§ **TASK PROMPT**
Reproduce verbatim the part of the records below that opens with the line containing "bear's black nose;" and closes with the final line of the records, including both of those lines.

§ **INPUT MATERIAL**

━━━

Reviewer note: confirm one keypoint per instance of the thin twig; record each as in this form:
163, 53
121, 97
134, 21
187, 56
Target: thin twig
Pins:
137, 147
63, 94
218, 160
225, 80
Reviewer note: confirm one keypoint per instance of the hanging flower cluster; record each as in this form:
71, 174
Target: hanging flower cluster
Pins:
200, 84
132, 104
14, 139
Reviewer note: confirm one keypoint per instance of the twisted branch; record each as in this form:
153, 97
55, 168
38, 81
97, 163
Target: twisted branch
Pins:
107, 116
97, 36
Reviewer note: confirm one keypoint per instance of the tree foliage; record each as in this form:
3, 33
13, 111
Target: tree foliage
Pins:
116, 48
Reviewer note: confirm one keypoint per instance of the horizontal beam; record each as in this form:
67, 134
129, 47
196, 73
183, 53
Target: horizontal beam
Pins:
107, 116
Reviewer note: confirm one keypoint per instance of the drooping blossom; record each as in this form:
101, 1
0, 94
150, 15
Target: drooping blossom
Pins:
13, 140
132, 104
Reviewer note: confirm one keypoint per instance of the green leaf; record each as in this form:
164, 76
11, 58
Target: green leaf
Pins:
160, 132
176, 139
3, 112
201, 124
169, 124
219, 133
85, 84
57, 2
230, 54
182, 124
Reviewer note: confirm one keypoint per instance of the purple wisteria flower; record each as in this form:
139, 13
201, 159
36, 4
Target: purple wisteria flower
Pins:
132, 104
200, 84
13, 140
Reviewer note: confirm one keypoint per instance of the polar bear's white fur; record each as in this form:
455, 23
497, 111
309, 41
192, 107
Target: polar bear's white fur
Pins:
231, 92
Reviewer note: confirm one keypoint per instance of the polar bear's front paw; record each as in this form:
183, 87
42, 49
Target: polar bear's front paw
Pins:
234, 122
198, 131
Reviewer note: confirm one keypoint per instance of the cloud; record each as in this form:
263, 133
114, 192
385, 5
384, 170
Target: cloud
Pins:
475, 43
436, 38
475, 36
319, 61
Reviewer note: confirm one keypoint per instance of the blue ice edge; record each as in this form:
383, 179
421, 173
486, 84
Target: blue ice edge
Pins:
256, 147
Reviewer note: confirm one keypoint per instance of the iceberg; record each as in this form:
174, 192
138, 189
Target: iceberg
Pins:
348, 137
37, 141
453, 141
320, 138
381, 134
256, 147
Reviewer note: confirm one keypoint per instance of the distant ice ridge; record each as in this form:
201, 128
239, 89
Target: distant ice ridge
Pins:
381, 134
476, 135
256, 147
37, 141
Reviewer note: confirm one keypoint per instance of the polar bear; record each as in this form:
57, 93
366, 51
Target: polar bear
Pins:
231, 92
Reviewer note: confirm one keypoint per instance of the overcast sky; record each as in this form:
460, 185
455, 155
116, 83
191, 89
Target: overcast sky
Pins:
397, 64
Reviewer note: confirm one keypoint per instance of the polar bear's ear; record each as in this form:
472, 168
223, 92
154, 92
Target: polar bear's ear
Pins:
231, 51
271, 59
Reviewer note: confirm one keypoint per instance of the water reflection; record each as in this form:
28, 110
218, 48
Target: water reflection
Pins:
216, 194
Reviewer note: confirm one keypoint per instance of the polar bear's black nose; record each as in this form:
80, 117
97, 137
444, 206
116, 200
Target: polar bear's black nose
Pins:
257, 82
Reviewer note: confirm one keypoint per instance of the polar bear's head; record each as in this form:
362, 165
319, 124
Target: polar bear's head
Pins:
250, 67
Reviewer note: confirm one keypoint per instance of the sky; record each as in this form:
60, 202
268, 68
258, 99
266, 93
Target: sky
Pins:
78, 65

━━━

§ **OUTPUT BELOW**
Reviewer note: confirm one keypoint per instance of the polar bear's black nose; record each as in this form:
80, 117
97, 137
444, 206
116, 200
Target: polar bear's black nose
Pins:
257, 82
Reviewer note: confirm one keypoint per instance of the polar bear's head; record each as in this form:
362, 165
319, 124
Target: polar bear's head
Pins:
250, 67
Reviewer note: confirm one keypoint per instance of the sky; record each as in this form:
60, 202
268, 68
258, 99
266, 93
Target: sky
Pins:
78, 65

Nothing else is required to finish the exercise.